_Task to carry out_:
The answer must be every line of the records in which the string "border" appears.

*** Data records Section Begins ***

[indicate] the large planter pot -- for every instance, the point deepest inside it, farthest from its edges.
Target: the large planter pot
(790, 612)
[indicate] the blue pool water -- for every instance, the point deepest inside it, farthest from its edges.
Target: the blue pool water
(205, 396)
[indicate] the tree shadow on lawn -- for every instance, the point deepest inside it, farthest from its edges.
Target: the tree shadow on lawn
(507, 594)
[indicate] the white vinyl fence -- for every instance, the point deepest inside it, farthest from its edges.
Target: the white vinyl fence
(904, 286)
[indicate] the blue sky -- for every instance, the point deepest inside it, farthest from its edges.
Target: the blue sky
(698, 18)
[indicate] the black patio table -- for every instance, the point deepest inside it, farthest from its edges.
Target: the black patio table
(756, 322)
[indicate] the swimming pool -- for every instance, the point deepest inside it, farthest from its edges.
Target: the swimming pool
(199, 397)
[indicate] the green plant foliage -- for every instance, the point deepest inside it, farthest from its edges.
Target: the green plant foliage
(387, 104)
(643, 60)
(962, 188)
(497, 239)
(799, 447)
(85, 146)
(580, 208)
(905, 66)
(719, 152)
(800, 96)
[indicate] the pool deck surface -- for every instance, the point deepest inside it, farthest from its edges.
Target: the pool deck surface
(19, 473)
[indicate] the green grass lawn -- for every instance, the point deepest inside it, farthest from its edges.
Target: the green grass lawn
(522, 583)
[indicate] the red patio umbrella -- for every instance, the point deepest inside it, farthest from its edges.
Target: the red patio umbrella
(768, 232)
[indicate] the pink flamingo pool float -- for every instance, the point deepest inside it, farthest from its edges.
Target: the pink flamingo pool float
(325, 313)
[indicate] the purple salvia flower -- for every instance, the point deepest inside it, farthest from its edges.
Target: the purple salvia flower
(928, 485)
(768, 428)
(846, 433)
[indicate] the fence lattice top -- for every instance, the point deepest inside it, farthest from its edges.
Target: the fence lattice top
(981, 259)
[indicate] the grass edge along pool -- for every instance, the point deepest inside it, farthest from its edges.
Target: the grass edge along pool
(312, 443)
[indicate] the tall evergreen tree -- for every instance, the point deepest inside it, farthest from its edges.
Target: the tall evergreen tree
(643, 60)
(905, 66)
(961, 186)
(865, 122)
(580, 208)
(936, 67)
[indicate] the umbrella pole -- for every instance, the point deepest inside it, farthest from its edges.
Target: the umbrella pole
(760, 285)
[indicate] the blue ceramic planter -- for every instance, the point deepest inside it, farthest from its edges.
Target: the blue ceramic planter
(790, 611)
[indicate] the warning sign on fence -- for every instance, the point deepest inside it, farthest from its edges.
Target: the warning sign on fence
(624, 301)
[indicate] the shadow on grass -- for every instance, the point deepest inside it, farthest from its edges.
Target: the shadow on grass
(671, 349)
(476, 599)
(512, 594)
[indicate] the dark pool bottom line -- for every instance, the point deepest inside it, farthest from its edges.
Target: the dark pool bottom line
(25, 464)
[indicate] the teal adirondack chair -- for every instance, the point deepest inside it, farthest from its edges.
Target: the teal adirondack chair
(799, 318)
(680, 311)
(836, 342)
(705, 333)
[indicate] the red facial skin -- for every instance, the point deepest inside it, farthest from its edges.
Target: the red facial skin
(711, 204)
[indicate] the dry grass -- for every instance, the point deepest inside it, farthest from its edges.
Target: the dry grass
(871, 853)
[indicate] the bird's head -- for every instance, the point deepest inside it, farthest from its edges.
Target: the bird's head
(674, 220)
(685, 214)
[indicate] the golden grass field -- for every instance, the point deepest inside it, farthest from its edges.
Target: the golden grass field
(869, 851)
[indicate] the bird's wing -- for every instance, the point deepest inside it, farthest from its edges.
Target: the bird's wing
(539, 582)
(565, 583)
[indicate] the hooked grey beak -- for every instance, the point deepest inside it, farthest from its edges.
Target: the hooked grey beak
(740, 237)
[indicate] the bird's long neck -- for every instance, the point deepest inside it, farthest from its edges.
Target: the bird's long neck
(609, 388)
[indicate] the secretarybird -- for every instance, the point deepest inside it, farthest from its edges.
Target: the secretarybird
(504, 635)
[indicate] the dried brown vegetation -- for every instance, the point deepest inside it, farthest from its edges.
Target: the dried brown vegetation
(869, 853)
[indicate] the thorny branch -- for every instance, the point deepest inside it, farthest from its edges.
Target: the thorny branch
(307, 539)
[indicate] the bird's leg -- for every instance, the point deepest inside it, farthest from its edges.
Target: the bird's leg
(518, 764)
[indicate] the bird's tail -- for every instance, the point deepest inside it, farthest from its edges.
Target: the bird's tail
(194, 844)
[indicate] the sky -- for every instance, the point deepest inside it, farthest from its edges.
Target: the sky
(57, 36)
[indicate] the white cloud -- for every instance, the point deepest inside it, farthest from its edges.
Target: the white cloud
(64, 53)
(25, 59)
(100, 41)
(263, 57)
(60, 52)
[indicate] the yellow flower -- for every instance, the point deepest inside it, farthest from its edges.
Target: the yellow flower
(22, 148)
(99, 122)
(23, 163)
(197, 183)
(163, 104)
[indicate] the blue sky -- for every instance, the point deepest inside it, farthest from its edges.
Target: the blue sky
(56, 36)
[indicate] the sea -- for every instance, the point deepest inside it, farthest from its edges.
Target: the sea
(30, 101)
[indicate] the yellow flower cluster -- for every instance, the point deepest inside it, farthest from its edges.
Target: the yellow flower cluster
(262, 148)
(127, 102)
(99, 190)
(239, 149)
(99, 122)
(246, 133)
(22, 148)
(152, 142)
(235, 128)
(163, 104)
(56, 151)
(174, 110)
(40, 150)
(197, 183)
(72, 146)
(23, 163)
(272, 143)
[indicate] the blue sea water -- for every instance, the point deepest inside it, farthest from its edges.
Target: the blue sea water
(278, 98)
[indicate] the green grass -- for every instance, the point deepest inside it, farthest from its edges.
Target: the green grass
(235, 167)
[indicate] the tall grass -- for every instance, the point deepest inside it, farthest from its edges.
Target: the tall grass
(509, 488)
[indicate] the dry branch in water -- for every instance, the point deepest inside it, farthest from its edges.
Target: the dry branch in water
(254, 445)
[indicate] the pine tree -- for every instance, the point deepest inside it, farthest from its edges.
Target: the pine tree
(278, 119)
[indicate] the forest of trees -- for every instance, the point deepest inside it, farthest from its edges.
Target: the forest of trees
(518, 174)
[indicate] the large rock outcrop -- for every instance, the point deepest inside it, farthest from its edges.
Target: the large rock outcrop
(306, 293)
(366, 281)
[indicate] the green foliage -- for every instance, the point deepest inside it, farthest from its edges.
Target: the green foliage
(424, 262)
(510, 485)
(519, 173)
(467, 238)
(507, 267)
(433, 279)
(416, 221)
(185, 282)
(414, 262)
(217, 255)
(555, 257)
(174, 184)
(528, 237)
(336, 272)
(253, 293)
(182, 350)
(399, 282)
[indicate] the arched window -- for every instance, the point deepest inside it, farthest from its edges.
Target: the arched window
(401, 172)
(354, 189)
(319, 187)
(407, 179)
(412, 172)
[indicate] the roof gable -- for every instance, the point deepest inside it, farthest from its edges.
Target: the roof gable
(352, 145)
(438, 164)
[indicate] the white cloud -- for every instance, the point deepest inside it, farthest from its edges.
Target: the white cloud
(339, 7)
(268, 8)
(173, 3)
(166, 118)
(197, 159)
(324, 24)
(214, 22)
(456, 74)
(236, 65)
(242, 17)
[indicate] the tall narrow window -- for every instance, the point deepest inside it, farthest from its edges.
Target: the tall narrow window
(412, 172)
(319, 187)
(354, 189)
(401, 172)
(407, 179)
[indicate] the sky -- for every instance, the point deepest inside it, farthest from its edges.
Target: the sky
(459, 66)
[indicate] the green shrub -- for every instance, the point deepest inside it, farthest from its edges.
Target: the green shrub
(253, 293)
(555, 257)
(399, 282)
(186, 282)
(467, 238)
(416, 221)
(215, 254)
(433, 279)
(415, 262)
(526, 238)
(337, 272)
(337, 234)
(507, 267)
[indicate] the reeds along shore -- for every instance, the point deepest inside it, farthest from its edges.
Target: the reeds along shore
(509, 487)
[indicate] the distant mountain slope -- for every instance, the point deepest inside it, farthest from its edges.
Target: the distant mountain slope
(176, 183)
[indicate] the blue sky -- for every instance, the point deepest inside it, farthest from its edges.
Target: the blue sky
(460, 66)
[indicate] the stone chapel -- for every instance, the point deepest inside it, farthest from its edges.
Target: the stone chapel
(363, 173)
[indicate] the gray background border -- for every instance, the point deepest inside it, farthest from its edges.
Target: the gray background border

*** Data records Section Ends ***

_Task output_:
[indicate] the gray background border -- for every instance, the point deepest inside it, farthest from its edges.
Target: the gray background border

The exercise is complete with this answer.